== The input

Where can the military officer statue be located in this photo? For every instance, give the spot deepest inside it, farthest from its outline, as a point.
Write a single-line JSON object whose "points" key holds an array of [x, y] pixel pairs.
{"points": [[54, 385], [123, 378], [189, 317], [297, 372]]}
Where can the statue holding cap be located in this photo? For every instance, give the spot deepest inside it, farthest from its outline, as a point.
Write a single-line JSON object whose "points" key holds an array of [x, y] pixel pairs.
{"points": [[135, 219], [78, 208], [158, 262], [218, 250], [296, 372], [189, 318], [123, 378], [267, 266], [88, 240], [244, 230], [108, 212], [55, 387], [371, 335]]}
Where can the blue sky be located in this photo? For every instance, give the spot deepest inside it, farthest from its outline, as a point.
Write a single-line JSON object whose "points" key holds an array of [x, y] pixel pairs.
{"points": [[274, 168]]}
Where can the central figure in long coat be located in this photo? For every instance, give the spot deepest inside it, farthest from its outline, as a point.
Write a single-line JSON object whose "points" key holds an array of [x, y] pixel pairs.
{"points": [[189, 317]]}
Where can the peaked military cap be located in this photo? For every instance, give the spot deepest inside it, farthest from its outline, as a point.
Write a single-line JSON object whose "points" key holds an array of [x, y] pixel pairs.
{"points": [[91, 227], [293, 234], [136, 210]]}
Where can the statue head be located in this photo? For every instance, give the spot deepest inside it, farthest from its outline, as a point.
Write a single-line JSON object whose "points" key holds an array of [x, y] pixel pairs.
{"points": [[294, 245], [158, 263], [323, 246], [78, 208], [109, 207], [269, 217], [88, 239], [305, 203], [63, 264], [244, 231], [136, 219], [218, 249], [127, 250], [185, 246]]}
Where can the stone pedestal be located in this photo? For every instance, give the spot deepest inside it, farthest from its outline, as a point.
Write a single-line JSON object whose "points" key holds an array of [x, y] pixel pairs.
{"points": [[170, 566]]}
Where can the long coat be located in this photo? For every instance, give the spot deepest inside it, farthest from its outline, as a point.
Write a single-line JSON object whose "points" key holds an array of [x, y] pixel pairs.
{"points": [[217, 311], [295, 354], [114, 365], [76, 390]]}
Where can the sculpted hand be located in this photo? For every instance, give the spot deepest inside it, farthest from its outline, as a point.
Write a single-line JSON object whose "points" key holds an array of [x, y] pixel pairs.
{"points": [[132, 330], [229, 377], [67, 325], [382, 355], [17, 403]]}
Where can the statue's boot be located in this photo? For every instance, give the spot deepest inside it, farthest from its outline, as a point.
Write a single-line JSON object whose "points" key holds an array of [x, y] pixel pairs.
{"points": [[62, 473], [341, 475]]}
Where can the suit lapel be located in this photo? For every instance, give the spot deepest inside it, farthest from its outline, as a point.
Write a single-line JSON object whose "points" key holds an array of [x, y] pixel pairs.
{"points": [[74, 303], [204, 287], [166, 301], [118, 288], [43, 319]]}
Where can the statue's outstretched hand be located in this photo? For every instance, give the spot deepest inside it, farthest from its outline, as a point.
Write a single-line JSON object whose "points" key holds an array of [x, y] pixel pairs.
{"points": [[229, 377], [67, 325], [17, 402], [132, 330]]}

====

*Your instructions*: Each record needs to be given again exactly.

*Solution to this problem*:
Where can the military officer statue be located in this photo? For every instance, give the spot deepest inside it, farthest from its outline, as a point.
Write a single-line JSON object whose "points" key holds an array of [x, y] pixel pairs.
{"points": [[54, 385], [123, 378], [189, 317], [297, 372]]}
Where can the statue holding cap be located in this photo? For every instance, give the spot deepest inside it, farthest from its outline, as a point.
Write a single-line JSON object whose "points" key holds an array of [x, y] pixel pairs.
{"points": [[135, 219], [78, 208], [158, 262], [218, 250], [296, 372], [189, 318], [123, 378], [267, 266], [88, 240], [244, 230], [108, 212], [55, 387], [371, 335]]}
Where can the blue sky be located in this photo? For every instance, give the spot deepest inside it, farthest from its outline, as a point.
Write a single-line JSON object whose "points" key holds an array of [x, y] pixel pairs.
{"points": [[274, 168]]}
Where can the central figure in long coat be located in this photo? For every instance, give the spot deepest inside it, farthest from its outline, as a point.
Write a single-line JSON object whose "points" key holds an array of [x, y] pixel pairs.
{"points": [[189, 317]]}
Where can the peaked military cap be located in this photo? For every instance, give the spot deepest inside it, farthest from its outline, as a point.
Write a single-line JSON object whose "points" key holds an array of [x, y] pixel pairs.
{"points": [[91, 227], [293, 234], [136, 210]]}
Where can the statue head be located in this photo? For every instance, give the spot deepest inside it, farthest from its outline, as a point.
Write a single-line JSON object whose "points" key holds an array of [x, y] pixel pairs.
{"points": [[294, 245], [158, 263], [323, 246], [78, 208], [109, 207], [269, 217], [88, 239], [305, 203], [63, 264], [244, 231], [136, 219], [218, 249], [127, 250], [185, 246]]}
Where can the stone pedestal be located in this photo? For every instance, give the spot deepest inside it, farthest from its outline, as a point.
Write a single-line JSON object whose "points" key holds an array of [x, y] pixel pairs.
{"points": [[170, 566]]}
Where can the long coat be located in this photo? For every instance, give the spot deepest inside it, farthest from its outline, as a point.
Write a single-line JSON object whose "points" key holds an array of [x, y] pixel pairs.
{"points": [[217, 311], [295, 354], [114, 365], [76, 390]]}
Where can the sculpted hand be located in this photo? For every instance, give the spot deepest inside it, farthest from its outline, as a point.
Write a single-line JSON object whose "points" key holds an array of [x, y] pixel pairs.
{"points": [[132, 330], [229, 377], [67, 325], [382, 355], [17, 403]]}
Where can the statue's boot be located in this photo? For every instance, give the spot deepest inside it, farthest from its outline, as a point.
Write a single-line JSON object whose "points" key holds an array of [x, y] pixel pairs.
{"points": [[62, 473], [341, 475]]}
Where can the suit lapel be located in this photo? For every instance, give the spot deepest inside it, farthest from its outline, as a point.
Write a single-line JSON object whose "points" key holds an array of [x, y] pixel pairs.
{"points": [[74, 303], [204, 287], [166, 301], [118, 288], [43, 319]]}
Where can the statue's outstretched hand be located in this photo? For every instance, give the spot deepest inside it, farthest from its outline, as a point.
Write a single-line JSON object whose "points" key holds an array of [x, y] pixel pairs.
{"points": [[229, 377], [67, 325], [17, 402], [132, 330]]}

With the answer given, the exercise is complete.